■ **Objective**
Extract the listing in its entirety, keeping each line identical to the original.

━━━━

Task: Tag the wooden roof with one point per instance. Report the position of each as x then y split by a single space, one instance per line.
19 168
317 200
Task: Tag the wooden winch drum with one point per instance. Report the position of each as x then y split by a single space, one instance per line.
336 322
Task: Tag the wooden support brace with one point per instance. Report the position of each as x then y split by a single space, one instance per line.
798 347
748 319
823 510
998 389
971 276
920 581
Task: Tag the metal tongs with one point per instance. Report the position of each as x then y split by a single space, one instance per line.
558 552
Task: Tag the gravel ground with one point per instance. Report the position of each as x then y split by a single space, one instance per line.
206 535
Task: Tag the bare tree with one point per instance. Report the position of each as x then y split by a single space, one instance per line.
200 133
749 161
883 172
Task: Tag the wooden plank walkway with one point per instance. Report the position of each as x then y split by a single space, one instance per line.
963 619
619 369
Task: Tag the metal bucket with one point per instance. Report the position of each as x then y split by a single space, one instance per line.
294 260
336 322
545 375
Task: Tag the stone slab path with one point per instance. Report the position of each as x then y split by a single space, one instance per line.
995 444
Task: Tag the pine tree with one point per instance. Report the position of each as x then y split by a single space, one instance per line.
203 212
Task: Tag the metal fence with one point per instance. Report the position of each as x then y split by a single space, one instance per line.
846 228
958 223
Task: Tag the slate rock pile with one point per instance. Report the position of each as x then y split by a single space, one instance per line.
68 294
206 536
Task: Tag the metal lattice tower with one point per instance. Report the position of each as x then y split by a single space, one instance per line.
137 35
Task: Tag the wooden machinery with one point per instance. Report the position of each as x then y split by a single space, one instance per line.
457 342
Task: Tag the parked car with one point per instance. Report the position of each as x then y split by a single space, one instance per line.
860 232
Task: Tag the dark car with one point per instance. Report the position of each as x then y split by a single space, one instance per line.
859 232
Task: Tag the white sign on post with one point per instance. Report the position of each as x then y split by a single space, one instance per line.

━━━━

■ **Response below**
Task: Tag the wooden roof with one point per instance. Report the position of each as x then y split by a single space, one instance per line.
19 168
317 200
Task: Tag the wooden winch drum with one point per instance. Report the position of each as x then y split by a single space, one instance per line.
336 322
Task: Tag the wooden support brace with one point per instance. Report the position of each as x then y split by a single space, one instance per line.
798 347
748 319
823 510
998 389
971 276
920 581
Task: Tag the metal tongs with one point per instance. Report the position of each as x then y split by a single space, one instance per line.
558 552
Task: Tag the gravel ground with one point per instance. Report the position of each as x then y split by a single space, one instance per line.
206 535
Task: Tag the bare tree with one point per instance. Report the position of each as x then y split by a single space, one instance per line.
200 133
749 161
883 172
Task: Tag the wooden plank walkway with one point per instance. Report the position of each as x then y split by a single space, one instance per line.
963 619
619 369
Task: Tag the metal bucket with one point per instance. Report the position of each as x then y split by a single space, one instance per line.
294 260
336 322
545 375
Task: Tag the stone slab path with one point per instance. Report the position of each as x then y split by a single space, one instance per line.
995 444
Task: Tag the pine tree with one point per instance. Report the position of each as x then y split by a single space, one instance per line.
203 212
Task: Tag the metal fence with one point per instance. Report the position of each as x then y split by a single space, one instance per line.
846 228
958 223
Task: Tag the slate rock pile with one point per instance. Report the position of each as x then y split by a single space, one instance per line.
68 294
206 536
Task: Tag the metal lattice tower with one point per instance. Report the position of each as x then y split by a single space, one instance per line.
137 35
Task: Tag the wooden machinery with one point per instance. Report the position of each as x then y split by a single space, one instance per line.
457 342
Task: Tag the parked car with one point per instance. Report the position of each as x then y split by a single space, one instance per line.
860 232
Task: Tag the dark car with one point per instance. Report the position of each as x then y split by a single space, one instance per line.
859 232
Task: Tag the white sign on post with one point per instance. Report the position of each as x then y split by a single space, one instance per line.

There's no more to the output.